Friday, October 15, 2010

Strong Mouth, Fresh Wind

Eye-rolling time. We fifth graders had barely gotten accustomed to our new digs — Fairfield Street School, way on the other side of town — when already we were summoned to an assembly, whatever that was. We hardly ever had assemblies in first through fourth grades. This involved a regimented and highly supervised march to the junior high, where there was an actual gymnasium, with bleachers of sufficient size to seat the fifth grade class.

We were to repeat this march, but much less regimentedly, many times in fifth grade. Since our gym classes were held at the junior high, too.

This first of the fifth grade assemblies involved listening to a lecture-demo by a guy introduced to us as Mr. Ellis. From Ellis Music Company somewheres downstate. We got an entertaining lecture — verging on perky — by this Mr. Ellis Jack-of-All-Trades guy about the instruments of the band. All of which he could play and tell goofy stories about. Naturally, the tuba demo was accompanied by a story about an elephant. As I recall, the clarinet demo was largely about the Maxwell House Coffee commercials.

:::

Goal:
In the piece about the fifth-grade assembly above, which company was Mr. Ellis from?

:::

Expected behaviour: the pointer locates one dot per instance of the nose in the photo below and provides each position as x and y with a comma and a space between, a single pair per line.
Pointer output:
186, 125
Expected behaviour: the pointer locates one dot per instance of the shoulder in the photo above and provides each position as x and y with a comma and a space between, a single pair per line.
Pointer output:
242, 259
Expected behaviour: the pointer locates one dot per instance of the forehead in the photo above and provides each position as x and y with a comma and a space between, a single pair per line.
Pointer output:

:::

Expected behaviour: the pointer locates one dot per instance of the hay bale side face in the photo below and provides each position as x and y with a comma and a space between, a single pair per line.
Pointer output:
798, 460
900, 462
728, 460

:::

Worked answer:
Ellis Music Company.